## Given passage
* * * * * * *

An Ontario court judge says a resolution to the case against Kenneth Law will take place at a hearing next month on charges he sold a toxic substance online to vulnerable people looking for a way to kill themselves.
Ontario Superior Court Justice Michelle Fuerst said late Monday the “resolution hearing” will be held on May 29, with Mr. Law in attendance.
The hearing is expected to formalize a plea agreement announced late last week by lawyers in Mr. Law’s case that will see the 60-year-old former chef plead guilty to aiding suicide as prosecutors drop murder charges against him.
“That date is an appearance date, in person, for all counsel along with Mr. Law and myself,” Justice Fuerst said.
Families devastated after collapse of murder charges against Kenneth Law
Mr. Law, who has been jailed since his arrest in May, 2023, at his home in Mississauga, did not attend Monday’s virtual hearing. A pretrial discussion on May 13 is scheduled for lawyers prior to Mr. Law’s May 29 appearance.

* * * * * * *

## Task to carry out
Using the report above on the Kenneth Law case, answer these questions:
1. On what date will the resolution hearing be held?
2. To what charge is Mr. Law expected to plead guilty?
3. Where was Mr. Law arrested?

## Given data
* * * * * * *

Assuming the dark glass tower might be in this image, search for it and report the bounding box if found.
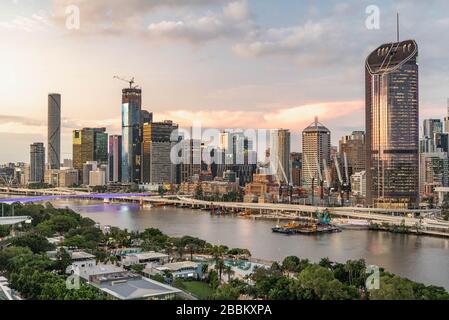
[47,93,61,169]
[366,40,419,208]
[122,88,142,183]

* * * * * * *

## The answer
1. May 29
2. Aiding suicide
3. At his home in Mississauga